* AIM OF THE TASK:
Copy every entry below exactly as it appears, leaving out the images.

* INPUT RECORDS:
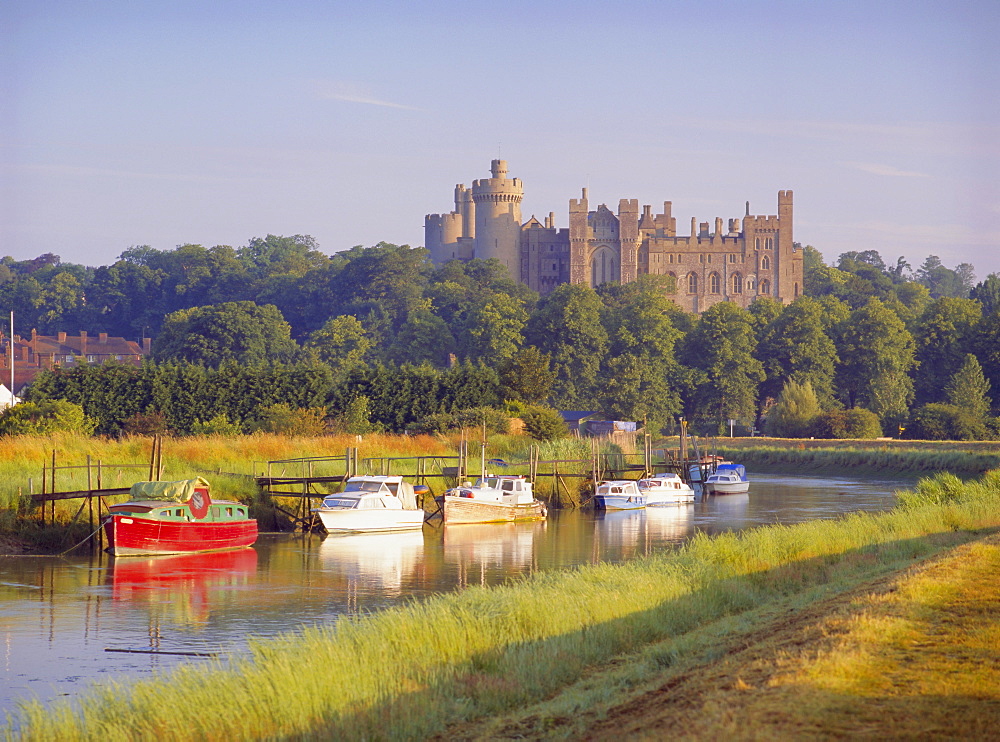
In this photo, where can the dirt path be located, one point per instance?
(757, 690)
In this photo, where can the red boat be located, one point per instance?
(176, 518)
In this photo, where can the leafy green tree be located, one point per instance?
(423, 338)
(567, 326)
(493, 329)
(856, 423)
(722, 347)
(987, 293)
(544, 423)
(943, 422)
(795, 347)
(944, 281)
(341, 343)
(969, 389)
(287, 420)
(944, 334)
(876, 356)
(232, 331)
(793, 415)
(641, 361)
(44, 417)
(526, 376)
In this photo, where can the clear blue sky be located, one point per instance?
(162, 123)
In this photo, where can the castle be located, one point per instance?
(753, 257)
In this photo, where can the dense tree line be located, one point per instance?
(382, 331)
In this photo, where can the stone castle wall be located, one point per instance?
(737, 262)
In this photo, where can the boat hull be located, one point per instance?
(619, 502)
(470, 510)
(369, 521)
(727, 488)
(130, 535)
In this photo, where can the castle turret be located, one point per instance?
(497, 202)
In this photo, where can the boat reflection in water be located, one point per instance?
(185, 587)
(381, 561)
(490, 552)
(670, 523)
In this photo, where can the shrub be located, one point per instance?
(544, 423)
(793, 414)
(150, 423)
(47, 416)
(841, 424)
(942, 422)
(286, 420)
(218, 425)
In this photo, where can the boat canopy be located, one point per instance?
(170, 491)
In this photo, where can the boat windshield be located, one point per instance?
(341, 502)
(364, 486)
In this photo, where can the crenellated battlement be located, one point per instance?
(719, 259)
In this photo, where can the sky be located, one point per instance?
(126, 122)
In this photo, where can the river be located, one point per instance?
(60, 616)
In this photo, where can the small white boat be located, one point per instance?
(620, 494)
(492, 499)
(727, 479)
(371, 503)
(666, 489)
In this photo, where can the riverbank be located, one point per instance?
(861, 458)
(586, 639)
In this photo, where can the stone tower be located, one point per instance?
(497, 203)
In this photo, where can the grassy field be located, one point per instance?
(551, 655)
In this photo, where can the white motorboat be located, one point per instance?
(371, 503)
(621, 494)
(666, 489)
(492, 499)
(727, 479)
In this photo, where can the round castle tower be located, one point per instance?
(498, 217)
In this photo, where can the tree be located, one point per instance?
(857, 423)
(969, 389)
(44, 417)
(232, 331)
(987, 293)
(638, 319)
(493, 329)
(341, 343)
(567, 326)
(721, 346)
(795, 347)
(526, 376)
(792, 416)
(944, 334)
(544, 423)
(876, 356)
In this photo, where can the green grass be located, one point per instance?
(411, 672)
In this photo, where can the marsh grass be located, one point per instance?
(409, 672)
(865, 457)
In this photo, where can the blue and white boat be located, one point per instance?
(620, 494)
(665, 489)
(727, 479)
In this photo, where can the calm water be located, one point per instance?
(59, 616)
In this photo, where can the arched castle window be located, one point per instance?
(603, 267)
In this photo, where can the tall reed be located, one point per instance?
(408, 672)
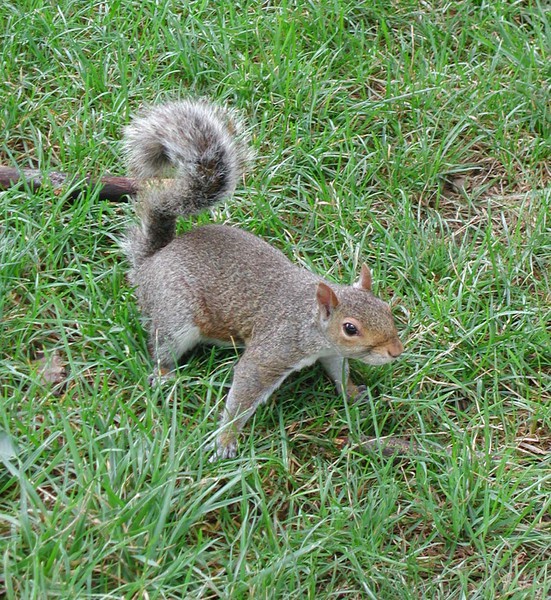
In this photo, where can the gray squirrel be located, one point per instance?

* ANSWER SECTION:
In this photo, where can the dirt path be located, one point per instance?
(757, 690)
In this photo, where can the red boat be located, one point per instance?
(176, 518)
In this photo, where can the leafy green tree be located, one point per instance?
(423, 338)
(567, 326)
(493, 329)
(856, 423)
(722, 347)
(987, 293)
(544, 423)
(943, 422)
(795, 347)
(944, 281)
(341, 343)
(969, 389)
(287, 420)
(944, 334)
(876, 356)
(232, 331)
(793, 415)
(641, 361)
(44, 417)
(526, 376)
In this photo, where can the clear blue sky be located, one point per instance?
(162, 123)
In this photo, where can the castle be located, one point per instance?
(753, 257)
In this photo, where can the dense tree line be located, one point per instance?
(382, 331)
In this photo, where can the stone castle wall be located, one point per instance?
(737, 262)
In this photo, where can the boat hull be located, one point per instance?
(619, 502)
(470, 510)
(369, 521)
(727, 488)
(130, 535)
In this photo, where can the castle turret be located, one point per instance?
(497, 202)
In this photo, where can the boat reflection in water be located, one point per instance?
(185, 587)
(381, 561)
(490, 552)
(670, 523)
In this photo, where can the shrub be located, one point per instance?
(544, 423)
(793, 414)
(150, 423)
(47, 416)
(841, 424)
(942, 422)
(286, 420)
(218, 425)
In this photo, where can the boat canopy be located, one point per instance?
(170, 491)
In this photo, where can the boat windshield be located, one point per instance?
(341, 502)
(364, 486)
In this photo, where can the crenellated battlement be located, one point per instance?
(719, 259)
In this photo, where can the sky be located, one point per instance?
(126, 122)
In this photo, where can the river be located, one point per instance?
(60, 616)
In this photo, where can the small white boat be located, one point per instance?
(620, 494)
(492, 499)
(727, 479)
(371, 503)
(666, 489)
In this photo, where can the riverbank be located, one point per instance?
(861, 458)
(586, 639)
In this photo, where can the stone tower be located, one point per instance?
(497, 203)
In this photo, where can the grassy field be located, one point per instance?
(551, 655)
In this photo, where can the white motorboat be located, one point per instance?
(371, 503)
(621, 494)
(666, 489)
(492, 499)
(727, 479)
In this photo, where can the round castle tower be located, one point per instance?
(498, 217)
In this photo, where can the tree be located, one point per instance?
(857, 423)
(969, 389)
(44, 417)
(232, 331)
(987, 293)
(638, 319)
(493, 329)
(341, 343)
(567, 326)
(721, 346)
(795, 347)
(526, 376)
(792, 416)
(944, 334)
(544, 423)
(876, 356)
In this photo, where can the green grass be located, one point per instance?
(411, 672)
In this photo, where can the marsh grass be located, one point per instance?
(409, 672)
(865, 457)
In this photo, where can the blue and white boat be located, one point per instance?
(620, 494)
(665, 489)
(727, 479)
In this photo, where can the calm water be located, one point per instance?
(59, 616)
In this photo, where can the arched castle window be located, one point per instance?
(603, 267)
In this photo, where can the tall reed be located, one point per instance?
(408, 672)
In this photo, where can the gray squirrel be located, one point per instance?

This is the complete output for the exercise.